SET PROBLEM
Tally the lines in the listing below that contain the string "stone". Reply with the number alone.

Start LISTING

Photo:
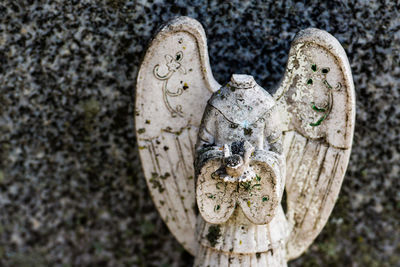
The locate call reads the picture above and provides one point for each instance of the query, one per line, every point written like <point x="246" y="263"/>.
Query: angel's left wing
<point x="173" y="86"/>
<point x="317" y="100"/>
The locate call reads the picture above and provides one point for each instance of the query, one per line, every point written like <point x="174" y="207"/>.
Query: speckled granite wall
<point x="71" y="189"/>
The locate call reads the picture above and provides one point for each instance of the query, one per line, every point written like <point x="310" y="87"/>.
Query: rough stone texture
<point x="71" y="189"/>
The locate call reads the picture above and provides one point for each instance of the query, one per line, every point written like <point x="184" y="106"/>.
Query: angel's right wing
<point x="317" y="100"/>
<point x="173" y="86"/>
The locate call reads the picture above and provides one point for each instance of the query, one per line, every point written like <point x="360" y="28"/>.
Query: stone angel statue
<point x="217" y="159"/>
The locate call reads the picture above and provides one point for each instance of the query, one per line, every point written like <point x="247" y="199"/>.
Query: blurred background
<point x="72" y="192"/>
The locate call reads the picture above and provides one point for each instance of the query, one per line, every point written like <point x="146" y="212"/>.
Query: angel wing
<point x="317" y="98"/>
<point x="173" y="86"/>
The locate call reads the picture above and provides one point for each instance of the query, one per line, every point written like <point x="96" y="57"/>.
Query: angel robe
<point x="252" y="227"/>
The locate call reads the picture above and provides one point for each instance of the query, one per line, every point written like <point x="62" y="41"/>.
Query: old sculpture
<point x="217" y="159"/>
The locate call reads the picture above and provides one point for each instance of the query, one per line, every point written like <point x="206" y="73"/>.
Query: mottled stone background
<point x="71" y="189"/>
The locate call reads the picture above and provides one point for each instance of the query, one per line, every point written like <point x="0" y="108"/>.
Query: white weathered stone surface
<point x="301" y="138"/>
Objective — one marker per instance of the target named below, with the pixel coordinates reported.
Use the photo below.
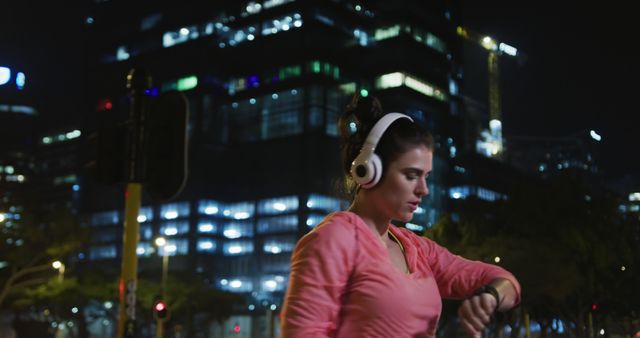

End LISTING

FULL SOLUTION
4